What the exercise asks ▸
The lines below starting at the line containing "Target: dry brown grass" and ending at the line containing "like x=117, y=217." are to be repeated exactly, with both ends kept and nothing else added.

Data items ▸
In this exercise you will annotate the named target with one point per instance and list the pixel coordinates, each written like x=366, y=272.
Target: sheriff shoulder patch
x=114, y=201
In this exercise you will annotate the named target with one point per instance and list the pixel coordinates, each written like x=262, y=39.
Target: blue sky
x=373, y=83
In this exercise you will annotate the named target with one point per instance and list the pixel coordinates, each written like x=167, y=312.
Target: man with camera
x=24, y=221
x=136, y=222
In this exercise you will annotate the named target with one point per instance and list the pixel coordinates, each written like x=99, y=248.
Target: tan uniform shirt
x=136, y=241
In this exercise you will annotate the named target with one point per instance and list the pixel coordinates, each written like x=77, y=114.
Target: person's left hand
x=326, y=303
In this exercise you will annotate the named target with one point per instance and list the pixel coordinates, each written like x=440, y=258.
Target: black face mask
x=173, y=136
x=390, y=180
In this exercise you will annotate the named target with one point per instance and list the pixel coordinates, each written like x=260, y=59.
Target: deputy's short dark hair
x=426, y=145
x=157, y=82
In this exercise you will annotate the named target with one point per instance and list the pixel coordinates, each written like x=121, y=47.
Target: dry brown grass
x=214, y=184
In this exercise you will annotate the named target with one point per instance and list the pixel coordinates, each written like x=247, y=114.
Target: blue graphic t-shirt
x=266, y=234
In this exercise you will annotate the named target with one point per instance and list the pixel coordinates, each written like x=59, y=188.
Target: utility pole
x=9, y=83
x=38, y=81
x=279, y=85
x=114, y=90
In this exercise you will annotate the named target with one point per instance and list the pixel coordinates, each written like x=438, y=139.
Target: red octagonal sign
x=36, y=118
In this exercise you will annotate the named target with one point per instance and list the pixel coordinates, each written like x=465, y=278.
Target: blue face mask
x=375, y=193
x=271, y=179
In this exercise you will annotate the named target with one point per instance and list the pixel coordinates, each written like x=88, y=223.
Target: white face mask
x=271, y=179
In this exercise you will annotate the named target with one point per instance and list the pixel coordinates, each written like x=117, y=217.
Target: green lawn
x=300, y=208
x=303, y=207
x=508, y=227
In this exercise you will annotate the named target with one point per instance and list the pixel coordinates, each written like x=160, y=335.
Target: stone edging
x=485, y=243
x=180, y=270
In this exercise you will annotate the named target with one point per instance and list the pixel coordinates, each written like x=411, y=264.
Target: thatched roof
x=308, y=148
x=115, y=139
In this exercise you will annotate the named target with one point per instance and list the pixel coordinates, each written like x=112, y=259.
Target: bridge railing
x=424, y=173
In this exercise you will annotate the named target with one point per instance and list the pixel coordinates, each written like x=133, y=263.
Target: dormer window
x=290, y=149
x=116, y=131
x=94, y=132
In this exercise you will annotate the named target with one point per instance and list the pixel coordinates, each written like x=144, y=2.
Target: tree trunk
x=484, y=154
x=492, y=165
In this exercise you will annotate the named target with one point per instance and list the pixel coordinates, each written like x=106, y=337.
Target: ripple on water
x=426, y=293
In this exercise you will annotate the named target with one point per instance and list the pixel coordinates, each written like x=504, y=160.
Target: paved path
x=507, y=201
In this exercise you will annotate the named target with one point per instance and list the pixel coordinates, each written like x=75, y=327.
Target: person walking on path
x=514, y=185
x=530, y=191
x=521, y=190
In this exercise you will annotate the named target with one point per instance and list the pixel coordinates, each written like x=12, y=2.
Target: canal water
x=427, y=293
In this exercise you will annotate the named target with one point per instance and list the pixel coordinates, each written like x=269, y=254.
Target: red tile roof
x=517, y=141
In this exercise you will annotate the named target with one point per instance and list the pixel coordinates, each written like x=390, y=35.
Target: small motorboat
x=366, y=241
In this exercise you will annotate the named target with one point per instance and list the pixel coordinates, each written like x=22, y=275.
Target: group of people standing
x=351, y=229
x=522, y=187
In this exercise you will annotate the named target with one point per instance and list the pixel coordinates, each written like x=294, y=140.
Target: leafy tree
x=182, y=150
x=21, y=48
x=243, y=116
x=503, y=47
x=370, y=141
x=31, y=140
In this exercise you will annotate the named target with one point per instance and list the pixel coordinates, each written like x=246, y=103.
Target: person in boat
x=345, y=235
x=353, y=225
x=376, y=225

Response area ▸
Target: dry brown grass
x=214, y=184
In this exercise you will annotate the named target with one point per instance and list the pixel coordinates, each written like x=247, y=114.
Target: blue graphic t-shirt
x=266, y=234
In this exercise you will annotate the named target with one point per instance and list the pixel coordinates, each written like x=59, y=188.
Target: utility pole
x=9, y=83
x=38, y=81
x=279, y=85
x=114, y=90
In this exercise you will annotate the named target with one point per instance and list the pixel coordinates, each written like x=438, y=139.
Target: red octagonal sign
x=36, y=118
In this exercise you will annotate the named target with one point per instance and list the pixel coordinates, each written like x=465, y=278.
Target: blue face mask
x=375, y=193
x=271, y=179
In this exercise you will annotate the named target with one point per instance and list the pixel coordinates, each written like x=88, y=223.
Target: white face mask
x=271, y=179
In this exercise you will annotate the named target with one point per instance and list the pixel coordinates, each written like x=117, y=217.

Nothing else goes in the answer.